PASSAGE SHOWN ▸
** begin **

There are other applications where it is convenient or necessary to store information in multiple channels. Recording each musical instrument or singer in a separate channel allows mixing the sound as a post-process. In engineering or scientific applications, data acquired from multiple sensors can be stored in channels to preserve simultaneity.
The inconvenience…of dragging along over mountain and valley, or of stowing away on steamer or on the cars, a complete miniature operating gallery, has suggested the idea of superseding all this trouble by the discovery of a dry process. (Towler, John.The Silver Sunbeam, Joseph H. Ladd, New York: 1864, in CoOL: Conservation OnLine
…How charming it would be if it were possible to cause these natural images to imprint themselves durably, and remain fixed upon the paper. And why should it not be possible, I asked myself. (Talbot, Henry Fox, The Pencil of Nature, 1844, p.4.)
The fact that our eyes see slightly different views of the world has long been noted: Euclid wrote about it in AD 280; Leonardo da Vinci described it in his notebooks. But the connection between that disparity and the perception of depth wasn't recognized until the early 19th century. Depth perception was ascribed to other visual cues. It was not until 1832 (announced publicly in 1838) that Sir Charles Wheatstone, with his invention of the stereoscope, demonstrated experimentally that it was the slightly different perspective seen by each eye that gave the sensation of depth.
Wheatstone was a scientist who invented a medium and device in service of his research. He wasn't trying to create something useful or entertaining. (For a similar example, see Étienne-Jules Marey, an inventor of cinema, who made his contributions in order to understand human and animal locomotion.) Others, including David Brewster, Louis-Jules Duboscq and Oliver Wendel Holmes, refined the stereoscope and made it practical for everyday use. By the mid-Victorian era, stereoscopes were a fixture in middle class parlors.
Although Wheatstone drew his original stereo pairs by hand, photography soon came to dominate the creation of 3D views. Non-photographic stereoviews still had a place, however, particularly for scientific or mathematical diagrams and for comics and cartoons. Eventually, computers made it possible to generate complex, highly realistic non-photographic 3D views.
Drawing stereo pairs by hand is difficult (though not impossible) for all but the simplest geometries. What was needed was a way to capture images from real life. Opportunely, the introduction of photography in 1839 followed Wheatstone's announcement by only one year. Wheatstone understood the potential immediately and arranged in the early 1840s to have a few stereo pairs made for experimental use with the talbotype and daguerreotype processes. These were separate images, as required by Wheatstone's reflecting stereoscope, which was a cumbersome tabletop instrument intended for scientific use.

** end **

RECORDED INFORMATION ▸
** begin **

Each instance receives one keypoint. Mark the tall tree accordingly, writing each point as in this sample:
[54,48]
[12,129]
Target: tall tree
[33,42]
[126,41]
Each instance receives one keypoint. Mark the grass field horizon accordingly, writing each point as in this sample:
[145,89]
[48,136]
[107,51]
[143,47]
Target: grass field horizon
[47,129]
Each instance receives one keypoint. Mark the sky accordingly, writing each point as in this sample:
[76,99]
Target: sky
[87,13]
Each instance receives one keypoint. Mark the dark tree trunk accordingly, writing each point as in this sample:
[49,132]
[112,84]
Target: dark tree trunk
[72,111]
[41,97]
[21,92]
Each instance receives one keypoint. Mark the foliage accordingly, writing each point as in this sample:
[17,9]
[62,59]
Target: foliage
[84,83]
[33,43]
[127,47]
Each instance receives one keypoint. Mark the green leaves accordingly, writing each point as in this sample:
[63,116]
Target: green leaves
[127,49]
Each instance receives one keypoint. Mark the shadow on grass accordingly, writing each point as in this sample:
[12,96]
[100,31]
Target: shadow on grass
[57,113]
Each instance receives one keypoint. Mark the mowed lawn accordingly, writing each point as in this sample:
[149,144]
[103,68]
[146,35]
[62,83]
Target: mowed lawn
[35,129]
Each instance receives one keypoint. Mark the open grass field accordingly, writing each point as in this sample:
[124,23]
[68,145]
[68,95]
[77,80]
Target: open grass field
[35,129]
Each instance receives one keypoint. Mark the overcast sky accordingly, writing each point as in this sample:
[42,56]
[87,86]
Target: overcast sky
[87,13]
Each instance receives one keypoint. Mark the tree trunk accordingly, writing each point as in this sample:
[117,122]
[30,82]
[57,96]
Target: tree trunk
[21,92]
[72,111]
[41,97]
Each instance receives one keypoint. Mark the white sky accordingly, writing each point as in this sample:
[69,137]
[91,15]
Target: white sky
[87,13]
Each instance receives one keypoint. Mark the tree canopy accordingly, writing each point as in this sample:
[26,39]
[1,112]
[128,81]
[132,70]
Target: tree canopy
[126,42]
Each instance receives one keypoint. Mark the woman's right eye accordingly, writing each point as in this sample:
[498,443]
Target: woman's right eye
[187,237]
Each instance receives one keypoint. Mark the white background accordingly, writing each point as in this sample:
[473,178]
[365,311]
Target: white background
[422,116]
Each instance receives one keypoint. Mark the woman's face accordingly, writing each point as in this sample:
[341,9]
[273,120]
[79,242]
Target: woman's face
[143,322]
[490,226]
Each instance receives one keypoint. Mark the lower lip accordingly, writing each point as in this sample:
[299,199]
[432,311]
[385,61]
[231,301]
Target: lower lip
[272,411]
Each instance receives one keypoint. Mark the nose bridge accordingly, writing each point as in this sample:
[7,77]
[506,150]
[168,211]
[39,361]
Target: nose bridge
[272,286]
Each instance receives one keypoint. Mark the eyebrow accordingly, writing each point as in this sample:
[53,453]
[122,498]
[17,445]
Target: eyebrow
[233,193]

** end **

DIRECTIONS FOR THIS TASK ▸ According to the passage on the stereoscope, in what year was Wheatstone's finding announced publicly? The listing comes from a different source than the passage on the stereoscope.

ANSWER TO THE TASK ▸ 1838